**Exercise details**: Copy out, unchanged, every line from the start of the records to the line that contains "JSON array of", and stop there.

** Opening Raw data block **

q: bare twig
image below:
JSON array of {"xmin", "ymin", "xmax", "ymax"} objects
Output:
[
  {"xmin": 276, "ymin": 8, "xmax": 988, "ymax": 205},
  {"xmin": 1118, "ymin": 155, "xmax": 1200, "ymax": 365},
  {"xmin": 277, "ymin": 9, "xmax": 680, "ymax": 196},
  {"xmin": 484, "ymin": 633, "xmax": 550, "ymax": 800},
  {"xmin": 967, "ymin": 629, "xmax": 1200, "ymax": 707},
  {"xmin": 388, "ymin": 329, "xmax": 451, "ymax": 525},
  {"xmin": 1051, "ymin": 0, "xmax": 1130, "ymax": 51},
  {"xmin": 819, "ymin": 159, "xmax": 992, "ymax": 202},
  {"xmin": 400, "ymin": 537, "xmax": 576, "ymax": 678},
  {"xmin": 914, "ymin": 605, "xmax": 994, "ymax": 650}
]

** Closing Raw data block **

**Finished task**:
q: bare twig
image below:
JSON array of {"xmin", "ymin", "xmax", "ymax"} objects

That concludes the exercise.